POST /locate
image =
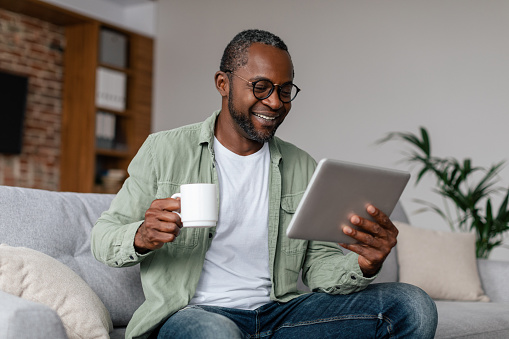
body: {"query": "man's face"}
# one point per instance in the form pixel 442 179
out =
pixel 257 119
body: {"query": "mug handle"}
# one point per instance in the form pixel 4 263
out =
pixel 177 195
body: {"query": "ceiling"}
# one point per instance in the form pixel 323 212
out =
pixel 127 3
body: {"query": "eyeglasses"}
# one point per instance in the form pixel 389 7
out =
pixel 262 89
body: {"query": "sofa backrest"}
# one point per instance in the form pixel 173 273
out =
pixel 59 224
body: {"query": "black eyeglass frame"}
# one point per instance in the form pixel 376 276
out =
pixel 253 83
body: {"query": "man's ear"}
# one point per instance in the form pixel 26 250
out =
pixel 222 83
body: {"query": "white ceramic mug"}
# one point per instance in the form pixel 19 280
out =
pixel 198 205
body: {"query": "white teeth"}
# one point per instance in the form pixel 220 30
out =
pixel 265 117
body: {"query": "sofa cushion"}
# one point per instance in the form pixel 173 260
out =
pixel 472 320
pixel 37 277
pixel 441 263
pixel 63 227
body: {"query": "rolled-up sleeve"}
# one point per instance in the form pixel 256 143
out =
pixel 327 269
pixel 113 234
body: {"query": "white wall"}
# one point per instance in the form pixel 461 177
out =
pixel 365 68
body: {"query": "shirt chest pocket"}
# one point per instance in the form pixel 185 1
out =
pixel 289 205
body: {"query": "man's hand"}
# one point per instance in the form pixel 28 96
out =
pixel 161 225
pixel 375 240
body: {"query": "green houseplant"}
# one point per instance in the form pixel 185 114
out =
pixel 467 188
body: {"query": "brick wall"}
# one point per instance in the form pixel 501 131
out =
pixel 34 48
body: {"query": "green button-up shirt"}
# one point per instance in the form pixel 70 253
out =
pixel 170 274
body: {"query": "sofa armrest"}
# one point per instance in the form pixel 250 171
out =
pixel 494 277
pixel 21 318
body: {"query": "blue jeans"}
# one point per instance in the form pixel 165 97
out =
pixel 391 310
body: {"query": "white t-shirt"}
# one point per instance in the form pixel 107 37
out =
pixel 236 270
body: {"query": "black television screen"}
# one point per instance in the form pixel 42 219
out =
pixel 13 95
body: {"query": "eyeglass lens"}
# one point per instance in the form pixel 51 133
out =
pixel 262 89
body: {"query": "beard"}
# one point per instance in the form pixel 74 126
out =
pixel 247 126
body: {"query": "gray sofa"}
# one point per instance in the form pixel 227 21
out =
pixel 59 224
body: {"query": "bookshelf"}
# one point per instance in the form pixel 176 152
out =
pixel 82 160
pixel 87 155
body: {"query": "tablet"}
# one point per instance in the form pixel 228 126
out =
pixel 336 191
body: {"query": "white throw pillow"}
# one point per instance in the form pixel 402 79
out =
pixel 441 263
pixel 38 277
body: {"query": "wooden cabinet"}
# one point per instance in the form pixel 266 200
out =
pixel 84 162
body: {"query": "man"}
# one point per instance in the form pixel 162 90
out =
pixel 239 279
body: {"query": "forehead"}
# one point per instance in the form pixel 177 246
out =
pixel 269 61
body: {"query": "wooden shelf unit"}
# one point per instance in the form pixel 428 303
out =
pixel 81 161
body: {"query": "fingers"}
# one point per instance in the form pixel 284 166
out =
pixel 161 225
pixel 375 239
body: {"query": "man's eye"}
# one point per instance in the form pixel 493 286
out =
pixel 261 87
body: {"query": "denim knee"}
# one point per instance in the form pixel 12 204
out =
pixel 420 309
pixel 194 322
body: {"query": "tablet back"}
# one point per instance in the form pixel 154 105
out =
pixel 336 191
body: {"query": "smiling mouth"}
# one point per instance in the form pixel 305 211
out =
pixel 266 117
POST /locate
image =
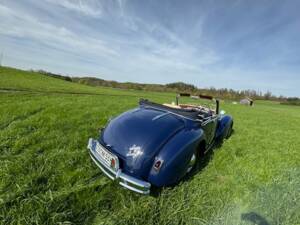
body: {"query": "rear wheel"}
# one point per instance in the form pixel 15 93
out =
pixel 192 163
pixel 229 132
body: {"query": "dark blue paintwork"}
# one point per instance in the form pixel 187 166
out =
pixel 159 135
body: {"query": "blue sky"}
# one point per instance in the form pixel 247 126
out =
pixel 226 44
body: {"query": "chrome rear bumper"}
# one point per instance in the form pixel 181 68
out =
pixel 125 180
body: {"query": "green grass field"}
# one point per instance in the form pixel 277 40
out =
pixel 47 177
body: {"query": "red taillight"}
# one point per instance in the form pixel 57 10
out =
pixel 113 163
pixel 157 165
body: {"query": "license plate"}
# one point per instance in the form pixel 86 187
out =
pixel 108 158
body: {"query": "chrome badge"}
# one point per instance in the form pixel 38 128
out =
pixel 134 151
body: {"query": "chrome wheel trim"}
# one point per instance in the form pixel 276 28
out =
pixel 191 163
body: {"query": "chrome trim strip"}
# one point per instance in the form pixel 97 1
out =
pixel 125 180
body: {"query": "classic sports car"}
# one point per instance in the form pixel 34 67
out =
pixel 158 144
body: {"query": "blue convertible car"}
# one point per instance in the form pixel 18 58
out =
pixel 156 145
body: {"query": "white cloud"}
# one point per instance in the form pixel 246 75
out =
pixel 17 24
pixel 87 7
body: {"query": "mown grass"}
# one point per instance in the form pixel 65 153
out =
pixel 46 176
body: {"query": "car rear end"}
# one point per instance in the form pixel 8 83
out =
pixel 110 163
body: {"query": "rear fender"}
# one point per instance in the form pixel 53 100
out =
pixel 175 156
pixel 223 126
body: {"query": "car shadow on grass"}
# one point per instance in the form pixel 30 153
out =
pixel 254 218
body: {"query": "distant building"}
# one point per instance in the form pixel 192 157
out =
pixel 246 101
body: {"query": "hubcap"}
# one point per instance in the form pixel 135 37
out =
pixel 191 163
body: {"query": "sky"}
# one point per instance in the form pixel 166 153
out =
pixel 224 44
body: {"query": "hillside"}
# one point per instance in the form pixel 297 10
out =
pixel 47 177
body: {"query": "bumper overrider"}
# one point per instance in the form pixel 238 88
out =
pixel 125 180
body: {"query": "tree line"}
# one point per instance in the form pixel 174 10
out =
pixel 223 93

TASK DESCRIPTION ▸
Exact copy, no pictures: reproduce every record above.

EXPECTED OUTPUT ▸
POST /locate
image =
body: {"query": "man's face"}
# one point per instance in the form pixel 442 179
out =
pixel 257 119
body: {"query": "mug handle"}
# one point per instance in the form pixel 4 263
out =
pixel 177 195
body: {"query": "ceiling"}
# one point per instance in the form pixel 323 212
out =
pixel 127 3
body: {"query": "eyeglasses"}
# one point per instance in the form pixel 389 7
out =
pixel 262 89
body: {"query": "sofa backrest"}
# one point per instance in the form pixel 173 273
out =
pixel 59 224
body: {"query": "black eyeglass frame"}
# one point per instance in the form pixel 376 276
out =
pixel 253 83
body: {"query": "man's ear"}
# one point per instance in the form pixel 26 250
out =
pixel 222 83
body: {"query": "white ceramic mug"}
# one point per instance in the form pixel 19 280
out =
pixel 198 205
body: {"query": "white teeth"}
# one point per instance in the form pixel 220 30
out =
pixel 265 117
body: {"query": "sofa cushion"}
# one point per instance in the form pixel 173 260
out =
pixel 472 320
pixel 37 277
pixel 441 263
pixel 63 227
body: {"query": "rolled-up sleeve"}
# one point per instance in the form pixel 256 143
out =
pixel 327 269
pixel 113 234
body: {"query": "white wall"}
# one point per instance in the form pixel 461 177
out =
pixel 365 68
body: {"query": "shirt chest pocket"}
# one point per instance in the form pixel 185 1
out =
pixel 289 205
body: {"query": "man's hand"}
# one point per instance in the form pixel 28 96
out =
pixel 161 225
pixel 375 240
body: {"query": "green houseplant"}
# one point per instance in the form pixel 185 114
out =
pixel 467 188
body: {"query": "brick wall"}
# one point per instance in the form pixel 501 131
out =
pixel 34 48
body: {"query": "green button-up shirt"}
# one point per instance in the form pixel 70 253
out =
pixel 170 274
body: {"query": "sofa armrest"}
# one point per instance in the form pixel 250 171
out =
pixel 494 277
pixel 21 318
body: {"query": "blue jeans"}
# one point per instance in the form pixel 165 97
out =
pixel 391 310
body: {"query": "white t-shirt"}
# one point per instance in the form pixel 107 37
out =
pixel 236 270
body: {"query": "black television screen"}
# one point per instance in the form pixel 42 219
out =
pixel 13 95
body: {"query": "eyeglass lens"}
# one point per instance in the form pixel 51 133
out =
pixel 262 89
body: {"query": "beard"}
# one point per instance in the form pixel 74 126
out =
pixel 247 126
body: {"query": "gray sofa"}
# one point per instance in the form pixel 227 21
out =
pixel 59 224
body: {"query": "bookshelf"}
# one point per instance in the form pixel 176 152
out =
pixel 82 160
pixel 87 155
body: {"query": "tablet"}
# one point per instance in the form pixel 228 126
out =
pixel 336 191
body: {"query": "white throw pillow"}
# one point per instance in the form pixel 402 79
out =
pixel 441 263
pixel 38 277
body: {"query": "wooden cabinet"}
# one point per instance in the form pixel 266 200
out =
pixel 84 162
body: {"query": "man"}
# one point per instance in the form pixel 162 90
out =
pixel 239 279
body: {"query": "forehead"}
# one point per instance in the form pixel 177 246
out =
pixel 269 61
body: {"query": "wooden shelf unit"}
# one point per instance in the form pixel 428 303
out =
pixel 81 161
body: {"query": "fingers"}
# one point per instance in the form pixel 284 166
out =
pixel 161 225
pixel 375 239
body: {"query": "man's eye"}
# one point per instance in the form pixel 493 286
out =
pixel 261 87
body: {"query": "denim knee"}
# one point per instance in the form pixel 12 204
out =
pixel 420 309
pixel 194 322
body: {"query": "tablet back"}
# one point per instance in the form pixel 154 105
out =
pixel 336 191
body: {"query": "smiling mouth"}
# one point per instance in the form pixel 305 211
out =
pixel 266 117
POST /locate
image =
body: {"query": "rear wheel"}
# one point per instance in the form pixel 15 93
out =
pixel 192 163
pixel 229 132
body: {"query": "dark blue paintwork"}
# one point per instance in the form pixel 187 166
out =
pixel 159 135
body: {"query": "blue sky"}
# one point per instance in the form pixel 247 126
out =
pixel 226 44
body: {"query": "chrome rear bumper"}
# one point per instance in the form pixel 181 68
out =
pixel 125 180
body: {"query": "green grass field"}
# one point per instance in the form pixel 277 40
out =
pixel 47 177
body: {"query": "red taillight"}
# one point per instance in the form pixel 57 10
out =
pixel 113 163
pixel 157 165
body: {"query": "license plate"}
# one point per instance in the form pixel 86 187
out =
pixel 108 158
body: {"query": "chrome badge"}
# one point per instance in the form pixel 38 128
out =
pixel 134 151
body: {"query": "chrome wheel trim"}
# one point per instance in the form pixel 276 28
out =
pixel 191 163
body: {"query": "chrome trim strip"}
# one point per instance in the form pixel 97 1
out =
pixel 125 180
body: {"query": "classic sports car"}
# one point per instance in the form pixel 34 67
out =
pixel 158 144
body: {"query": "blue convertible car"}
# one point per instance in the form pixel 18 58
out =
pixel 156 145
body: {"query": "white cloud"}
# one point per instance in the form pixel 246 75
out =
pixel 17 24
pixel 87 7
body: {"query": "mown grass"}
# one point per instance in the form pixel 65 153
out =
pixel 46 176
body: {"query": "car rear end"}
# one point per instance in the form pixel 8 83
out =
pixel 110 163
body: {"query": "rear fender"}
# one point per instance in the form pixel 53 100
out =
pixel 175 156
pixel 223 126
body: {"query": "car shadow on grass"}
# one point per instance in the form pixel 30 153
out =
pixel 254 218
body: {"query": "distant building"}
# one point per instance in the form pixel 192 157
out =
pixel 246 101
body: {"query": "hubcap"}
# one point per instance in the form pixel 135 37
out =
pixel 191 163
body: {"query": "sky"}
# one point per instance in the form pixel 166 153
out =
pixel 224 44
body: {"query": "hillside"}
# one point per instance in the form pixel 297 10
out =
pixel 47 177
body: {"query": "bumper overrider"}
# one point per instance in the form pixel 238 88
out =
pixel 125 180
body: {"query": "tree line"}
# one point per instance in the form pixel 174 10
out =
pixel 223 93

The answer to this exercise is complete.